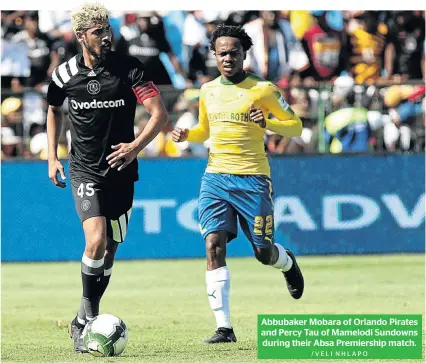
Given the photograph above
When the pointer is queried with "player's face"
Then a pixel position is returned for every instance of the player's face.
(229, 56)
(97, 40)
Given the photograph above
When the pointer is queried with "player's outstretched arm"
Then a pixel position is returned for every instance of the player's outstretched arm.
(125, 153)
(53, 125)
(199, 133)
(288, 123)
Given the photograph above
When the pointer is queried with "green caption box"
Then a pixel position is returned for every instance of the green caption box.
(339, 336)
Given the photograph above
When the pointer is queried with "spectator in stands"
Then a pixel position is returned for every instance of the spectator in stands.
(11, 23)
(146, 40)
(347, 129)
(273, 41)
(42, 57)
(406, 115)
(406, 48)
(11, 145)
(367, 39)
(325, 47)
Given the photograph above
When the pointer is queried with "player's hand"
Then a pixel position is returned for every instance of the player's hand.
(179, 135)
(123, 155)
(256, 115)
(56, 167)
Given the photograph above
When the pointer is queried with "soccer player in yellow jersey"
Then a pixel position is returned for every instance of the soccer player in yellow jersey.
(234, 110)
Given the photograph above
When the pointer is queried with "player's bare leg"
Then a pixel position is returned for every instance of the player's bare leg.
(218, 285)
(109, 256)
(92, 274)
(284, 260)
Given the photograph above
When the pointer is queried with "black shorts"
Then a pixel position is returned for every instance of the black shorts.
(112, 200)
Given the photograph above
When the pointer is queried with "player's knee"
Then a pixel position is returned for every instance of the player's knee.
(95, 244)
(263, 255)
(213, 242)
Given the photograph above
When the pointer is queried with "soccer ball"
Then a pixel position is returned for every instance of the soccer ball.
(105, 336)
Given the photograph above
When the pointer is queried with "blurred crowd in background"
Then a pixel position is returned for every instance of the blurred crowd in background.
(356, 78)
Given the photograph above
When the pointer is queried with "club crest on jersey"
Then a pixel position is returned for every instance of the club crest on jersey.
(93, 87)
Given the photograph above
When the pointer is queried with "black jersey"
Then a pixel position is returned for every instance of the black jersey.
(102, 105)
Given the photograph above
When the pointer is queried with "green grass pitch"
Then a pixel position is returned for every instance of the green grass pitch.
(165, 306)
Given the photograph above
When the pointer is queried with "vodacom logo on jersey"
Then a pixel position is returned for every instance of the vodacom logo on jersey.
(96, 104)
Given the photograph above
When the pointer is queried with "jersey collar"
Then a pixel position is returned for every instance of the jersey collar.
(228, 83)
(98, 68)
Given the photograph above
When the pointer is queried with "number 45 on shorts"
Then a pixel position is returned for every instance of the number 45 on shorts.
(86, 189)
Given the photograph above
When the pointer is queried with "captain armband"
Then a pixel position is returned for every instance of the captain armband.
(145, 91)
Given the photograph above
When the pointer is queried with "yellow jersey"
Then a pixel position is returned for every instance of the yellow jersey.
(237, 145)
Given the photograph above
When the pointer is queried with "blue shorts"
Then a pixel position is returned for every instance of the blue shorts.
(226, 197)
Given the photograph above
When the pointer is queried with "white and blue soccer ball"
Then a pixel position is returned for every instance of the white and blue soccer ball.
(105, 336)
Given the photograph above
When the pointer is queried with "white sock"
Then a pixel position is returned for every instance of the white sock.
(284, 261)
(218, 284)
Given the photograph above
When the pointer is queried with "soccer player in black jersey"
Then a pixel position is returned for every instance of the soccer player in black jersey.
(102, 88)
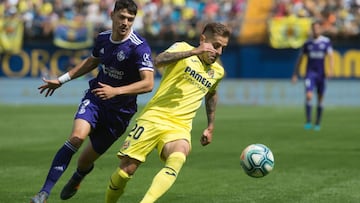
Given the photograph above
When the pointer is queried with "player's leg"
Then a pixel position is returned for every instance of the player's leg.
(320, 107)
(309, 86)
(119, 178)
(174, 153)
(63, 156)
(85, 166)
(141, 141)
(101, 139)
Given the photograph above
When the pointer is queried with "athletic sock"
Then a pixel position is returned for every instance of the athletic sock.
(116, 185)
(165, 178)
(59, 165)
(308, 108)
(319, 114)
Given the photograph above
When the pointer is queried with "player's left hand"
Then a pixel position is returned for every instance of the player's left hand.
(104, 92)
(206, 137)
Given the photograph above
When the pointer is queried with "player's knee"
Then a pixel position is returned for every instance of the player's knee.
(175, 161)
(75, 141)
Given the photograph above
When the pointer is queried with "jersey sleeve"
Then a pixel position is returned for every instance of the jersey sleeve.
(179, 46)
(143, 56)
(96, 50)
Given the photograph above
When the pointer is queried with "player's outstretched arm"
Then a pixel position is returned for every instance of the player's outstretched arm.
(167, 57)
(50, 86)
(211, 100)
(84, 67)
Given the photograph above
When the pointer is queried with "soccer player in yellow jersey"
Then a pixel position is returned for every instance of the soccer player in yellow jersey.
(190, 74)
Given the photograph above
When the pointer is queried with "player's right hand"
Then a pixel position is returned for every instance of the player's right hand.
(50, 86)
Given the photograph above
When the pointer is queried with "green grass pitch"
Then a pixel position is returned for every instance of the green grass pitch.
(310, 167)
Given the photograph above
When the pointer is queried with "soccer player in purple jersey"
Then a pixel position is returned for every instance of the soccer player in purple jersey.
(316, 50)
(126, 69)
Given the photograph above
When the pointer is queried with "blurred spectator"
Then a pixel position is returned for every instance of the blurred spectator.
(164, 20)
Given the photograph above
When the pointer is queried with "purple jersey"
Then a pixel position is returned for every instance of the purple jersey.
(316, 51)
(121, 63)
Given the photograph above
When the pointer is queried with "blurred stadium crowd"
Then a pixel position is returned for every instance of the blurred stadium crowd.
(164, 20)
(340, 18)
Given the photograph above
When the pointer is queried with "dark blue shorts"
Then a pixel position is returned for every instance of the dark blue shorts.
(107, 124)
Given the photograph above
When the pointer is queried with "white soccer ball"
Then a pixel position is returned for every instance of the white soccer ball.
(257, 160)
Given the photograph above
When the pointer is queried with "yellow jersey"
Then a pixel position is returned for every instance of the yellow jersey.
(182, 88)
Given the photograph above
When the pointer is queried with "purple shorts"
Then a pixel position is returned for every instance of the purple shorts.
(107, 124)
(313, 81)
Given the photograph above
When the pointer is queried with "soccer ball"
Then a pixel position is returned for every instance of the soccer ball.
(257, 160)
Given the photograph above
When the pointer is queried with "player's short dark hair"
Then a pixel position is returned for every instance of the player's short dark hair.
(130, 5)
(215, 28)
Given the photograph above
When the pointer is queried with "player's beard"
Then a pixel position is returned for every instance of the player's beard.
(123, 30)
(210, 58)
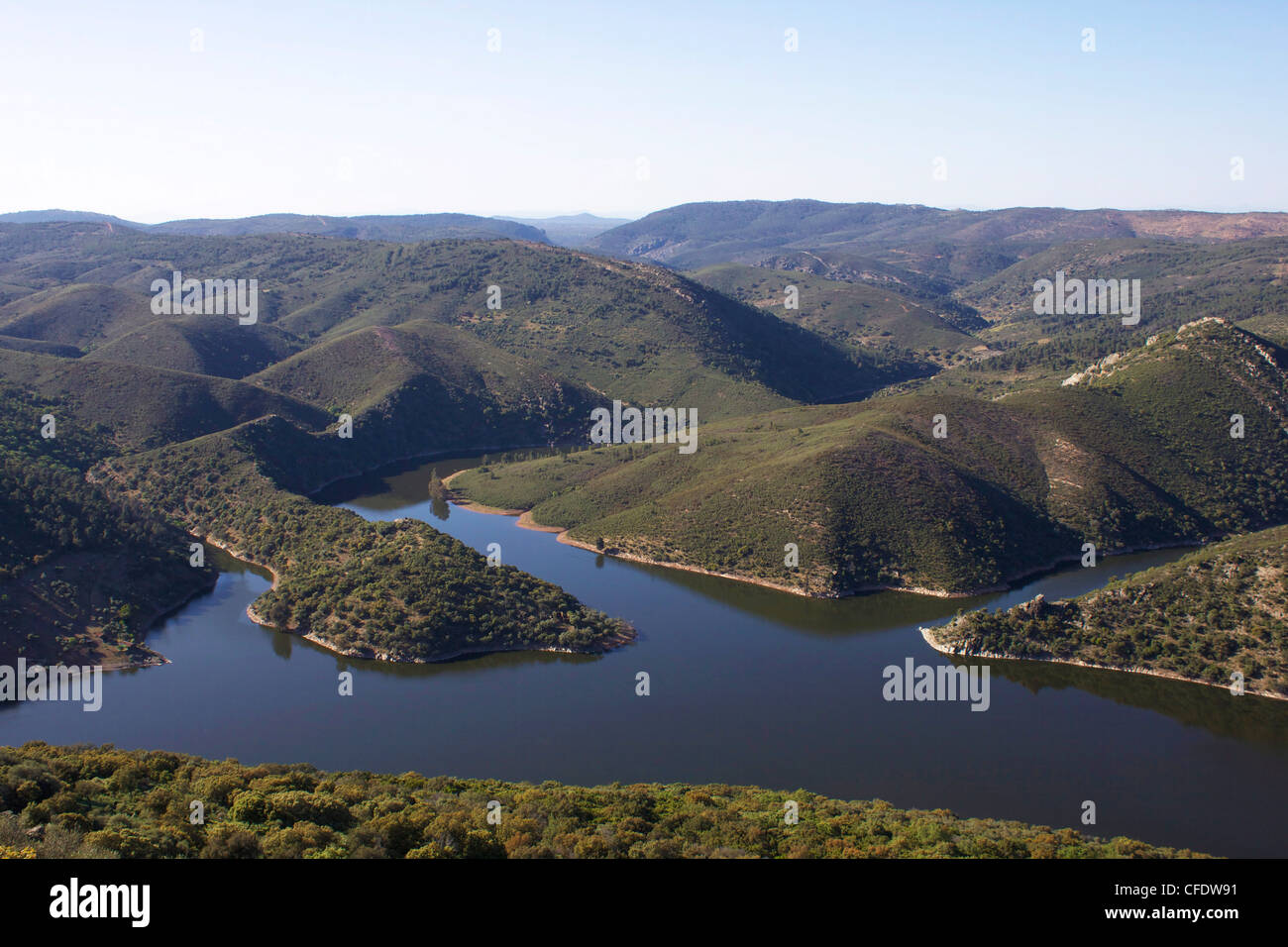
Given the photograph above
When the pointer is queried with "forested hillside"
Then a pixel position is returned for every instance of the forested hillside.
(101, 801)
(1129, 454)
(1216, 612)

=== Written request ===
Retype all of the entries exactly as written, leaving out any images.

=== Finished answer ===
Given the photograph above
When the pointer is queried with "player's face"
Then a pixel position is returned for every instance of the player's face.
(229, 56)
(97, 40)
Given the photograph above
When the pointer is queried with "player's outstretched arm"
Then a pixel position is returned for every instance of the player's outstretched arm.
(125, 153)
(53, 125)
(199, 133)
(288, 123)
Given the photograph above
When the pointer is queried with "green caption box"
Then a pixel position is returned for every instance of the green caption box.
(339, 336)
Given the photograph above
When the pointer is queried with "spectator in stands"
Then a pixel position is returned for every instance of the spectator in stands.
(11, 23)
(146, 40)
(347, 129)
(273, 41)
(42, 57)
(406, 115)
(406, 48)
(11, 145)
(367, 39)
(325, 47)
Given the photograph above
When the pointer is queried with "player's hand"
Then a pixel position is returned for every instance of the player's hand.
(179, 135)
(123, 155)
(256, 115)
(56, 167)
Given the photograph above
When the pointer is queried with "soccer player in yellow jersey"
Then a pixel position is returned for every instance of the soccer player in yellow jersey.
(234, 110)
Given the photograph above
When the pointer is queried with "player's bare leg"
Then a pixel position is returned for every instance of the player's bare leg.
(218, 285)
(109, 256)
(92, 274)
(284, 260)
Given the photograph above
When the pointer is queried with "black shorts"
Then a pixel position is returned for every instance of the black shorts.
(112, 200)
Given the photograph above
When the pointer is queried with "player's knee"
Then a pixel position is returned for every instance of the player's knee.
(95, 244)
(263, 255)
(213, 242)
Given the photograph above
When the pointer is queried with "soccer ball"
Then a pixel position is returned for every instance of the soccer ball.
(105, 336)
Given the photograph above
When the pointer is queried with "blurred crowd in background"
Then a pixel position is returned for every instance of the blurred crowd in background.
(356, 78)
Given the photograph above
When the pointer is queried with "club crest on jersey"
Then a pixel position is returned for every instance of the club crest on jersey.
(93, 87)
Given the photograph above
When the pointer is queried with "black jersey"
Then a pixel position is returned for every instance of the black jersey.
(102, 105)
Given the photograph above
When the pointer is queried with "green grass pitch"
Then a pixel position is returned for every instance of the green grass pitch.
(165, 306)
Given the photograph above
When the pointer is queried with "vodacom logo on jersey"
Then a pixel position is returned for every instance of the vodacom logo on jersey.
(96, 104)
Given the photograph above
When the pointer is queried with "jersey collar"
Then a pixel position is returned for every instance of the jersey collar.
(228, 83)
(98, 68)
Given the photograph above
When the pointer is queried with "number 45 on shorts"
Then a pixel position is returned for every instance of the number 45 on shorts.
(86, 189)
Given the photograph above
When the pointer is queried with "captain armband"
Then a pixel position is returned for every instance of the captain armband.
(145, 91)
Given the photograph above
When the pointer is queried with "yellow jersey"
Then a pixel position is returned for every instance of the yellow jersey.
(237, 145)
Given the photograph above
When the pointer is queried with "blue shorts"
Then a pixel position is returned for every instance of the blue shorts.
(226, 197)
Given the photograph above
When the pointer is queried with "white and blue soccer ball"
Then a pixel position is returned for every instance of the white and blue soccer ball.
(105, 336)
Given the photograph above
When the pointer is queried with "white sock"
Then a pixel position is returned for every instance of the white sock.
(284, 261)
(218, 284)
Given the photograph above
When the pointer is queried with "soccer player in black jersey"
Then a pixel position is returned for every instance of the soccer player in black jersey.
(102, 88)
Given the photograph above
When the pointer is queried with "player's leg"
Then a pixel position is returned for every instance of the player's leg.
(320, 107)
(309, 86)
(119, 178)
(174, 153)
(63, 156)
(85, 166)
(141, 141)
(101, 139)
Given the photograph above
When the pointer is queried with "athletic sock"
Then a pixel position is returned for every instance of the athletic sock.
(116, 185)
(165, 178)
(59, 165)
(308, 108)
(319, 114)
Given the photograph above
When the pointer is queried with "player's left hand"
Then a pixel position is returned for every instance of the player's left hand.
(104, 92)
(206, 137)
Given the photograph above
When the pointer is queried with "player's knee"
Then a pixel position is returned for every instance of the player's knee.
(175, 161)
(75, 141)
Given the photograph above
When the pointer is queried with "jersey sleeve"
Then a pixel position is returned for every instance of the jersey sleeve.
(179, 46)
(143, 56)
(96, 50)
Given the photograph above
When the pointer is queried with "player's outstretched arm"
Then a pixel position is returned for every instance of the player's outstretched arm.
(167, 57)
(50, 86)
(211, 100)
(84, 67)
Given the photograph above
When the pointer is queried with "soccer player in yellow jersey"
Then a pixel position is returned for every instance of the soccer player in yellow jersey.
(190, 74)
Given the photograph above
When the pointer is queried with "player's right hand"
Then a pixel position is returned for every instance of the player's right hand.
(50, 86)
Given the photograph above
When the pointer is queried with "green grass pitch"
Then a pixel position is returned for every instance of the green grass pitch.
(310, 167)
Given the photograph above
When the pointer is queried with "soccer player in purple jersey"
Then a pixel position is returned for every instance of the soccer player in purple jersey.
(316, 50)
(126, 69)
Given the photograph above
When the pointer is queried with "blurred spectator"
Then a pixel position is returned for every instance of the blurred spectator.
(164, 20)
Given the photograph above
When the pointer is queried with "purple jersey"
Then a pixel position is returned for every instance of the purple jersey.
(316, 51)
(121, 63)
Given the photograph above
When the pointer is queried with "blurred stadium crowd"
Then a pixel position is returned for every instance of the blurred stadium crowd.
(164, 20)
(340, 18)
Given the photograph above
When the pointer is queried with "dark blue shorts"
Then a pixel position is returned for every instance of the dark blue shorts.
(107, 124)
Given the photograph above
When the pointer is queried with "white soccer ball"
Then a pixel position is returned for every instance of the white soccer ball.
(257, 160)
Given the photograph above
When the pointer is queried with "yellow jersey"
Then a pixel position is returned for every instance of the yellow jersey.
(182, 88)
Given the photograph above
When the pointer is queried with "purple shorts"
Then a pixel position is returned for every instance of the purple shorts.
(107, 124)
(313, 81)
Given the photograph above
When the pointer is queried with "soccer ball"
Then a pixel position is returned for every instance of the soccer ball.
(257, 160)
Given the photograph above
When the pointer is queried with "player's short dark hair"
Then a pixel position is returned for every instance of the player's short dark hair.
(130, 5)
(215, 28)
Given the photograph above
When the pointer is queried with "player's beard"
Then a pixel position is returned for every instance of the player's beard.
(123, 30)
(210, 58)
Given the photograph above
When the pointer is queried with "forested hillside"
Then a pixel position is returned for every instance of the forested hillside.
(101, 801)
(1129, 454)
(1216, 612)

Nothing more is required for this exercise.